**To do**
Can you render the entries, from the very start through the line containing "[[0, 509, 711, 768]]" and including that line, as a numbered list with blank lines omitted and the pictures left out?

**Box annotations for photos**
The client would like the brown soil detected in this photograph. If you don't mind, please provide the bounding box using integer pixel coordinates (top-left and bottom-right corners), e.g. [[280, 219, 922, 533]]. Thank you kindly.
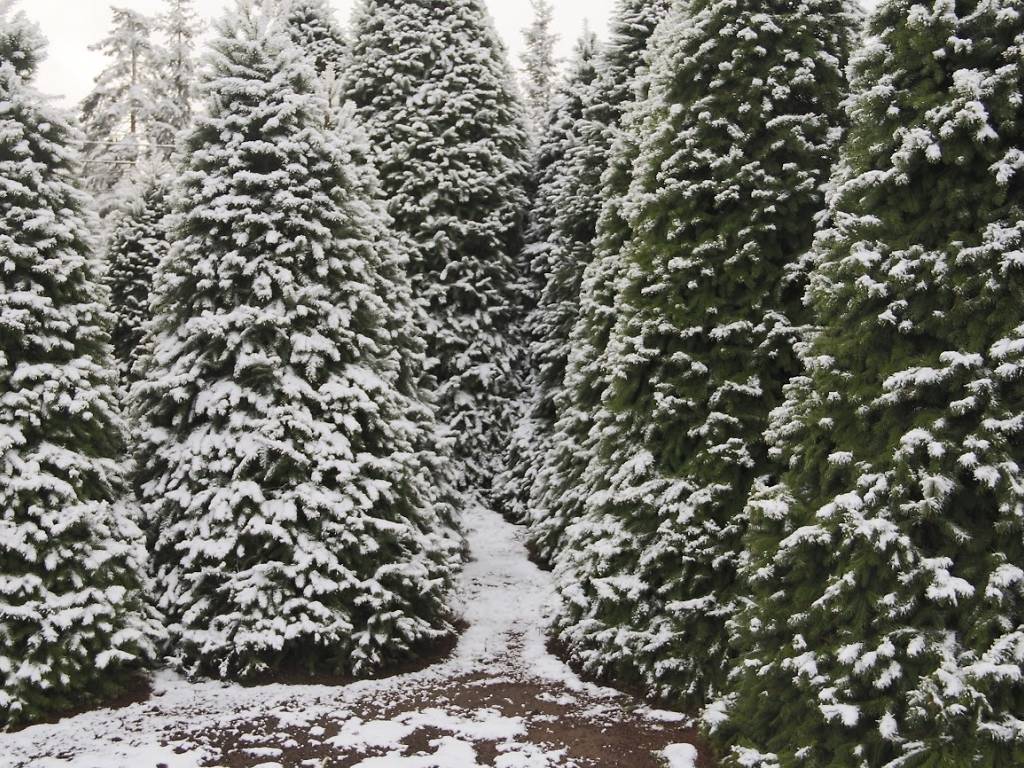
[[172, 676, 715, 768]]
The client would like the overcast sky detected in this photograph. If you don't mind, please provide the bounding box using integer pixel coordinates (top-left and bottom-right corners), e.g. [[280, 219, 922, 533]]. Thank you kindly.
[[29, 0, 615, 102]]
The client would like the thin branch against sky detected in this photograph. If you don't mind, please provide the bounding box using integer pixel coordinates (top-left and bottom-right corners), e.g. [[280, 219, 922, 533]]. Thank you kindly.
[[32, 0, 615, 103]]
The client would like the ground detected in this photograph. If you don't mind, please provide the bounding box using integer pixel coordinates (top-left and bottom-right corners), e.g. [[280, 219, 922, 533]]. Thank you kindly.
[[0, 509, 711, 768]]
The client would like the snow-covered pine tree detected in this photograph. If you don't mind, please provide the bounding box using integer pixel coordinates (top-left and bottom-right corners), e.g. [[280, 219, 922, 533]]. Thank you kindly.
[[0, 0, 160, 728], [528, 0, 672, 562], [147, 0, 203, 147], [105, 163, 172, 382], [708, 0, 1024, 768], [496, 37, 597, 523], [81, 7, 158, 202], [520, 0, 558, 140], [344, 0, 527, 493], [559, 0, 859, 706], [132, 0, 460, 678], [288, 0, 348, 75]]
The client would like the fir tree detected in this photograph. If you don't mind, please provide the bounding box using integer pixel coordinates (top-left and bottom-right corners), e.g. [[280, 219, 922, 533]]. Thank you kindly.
[[82, 7, 159, 199], [560, 0, 858, 705], [106, 165, 171, 381], [0, 0, 160, 728], [288, 0, 348, 75], [345, 0, 526, 490], [498, 32, 597, 523], [708, 0, 1024, 768], [528, 0, 671, 562], [132, 0, 459, 678], [521, 0, 558, 138], [146, 0, 203, 147]]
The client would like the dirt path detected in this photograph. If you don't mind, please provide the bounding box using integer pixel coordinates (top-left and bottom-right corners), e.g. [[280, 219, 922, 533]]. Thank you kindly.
[[0, 510, 710, 768]]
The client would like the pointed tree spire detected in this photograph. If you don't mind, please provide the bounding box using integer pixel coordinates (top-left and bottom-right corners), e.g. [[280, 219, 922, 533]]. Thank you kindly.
[[497, 32, 597, 523], [520, 0, 558, 139], [707, 0, 1024, 768], [527, 0, 671, 562], [151, 0, 203, 143], [132, 0, 460, 678], [0, 2, 161, 728], [345, 0, 526, 499], [81, 6, 159, 201]]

**Written reply**
1. The client would like the brown soil detected in this photograph. If you don't mind, please provide the bounding box using integer pixel coordinates (top-left and bottom-right corners), e.g. [[280, 219, 922, 533]]. Thank you kindly.
2. [[172, 676, 715, 768]]
3. The client would like the overcast sky detected in this photograph. If you don't mind, please provide the bounding box using integer pixel coordinates (top-left and bottom-right corners), e.g. [[280, 219, 922, 533]]. Thank you kindly.
4. [[29, 0, 615, 102]]
5. The client would like the thin branch against sky detected in this photograph. If you don't mind, please provide the bounding box using integer pixel coordinates (top-left and bottom-right corners), e.g. [[280, 219, 922, 533]]. Thank you kindly.
6. [[32, 0, 615, 103]]
7. The client would like the ground detected in this photograph. If you don't mind, please provide the bounding box using integer pixel coordinates (top-left and bottom-right corners), e.g. [[280, 219, 922, 533]]. Thank you kindly.
8. [[0, 509, 711, 768]]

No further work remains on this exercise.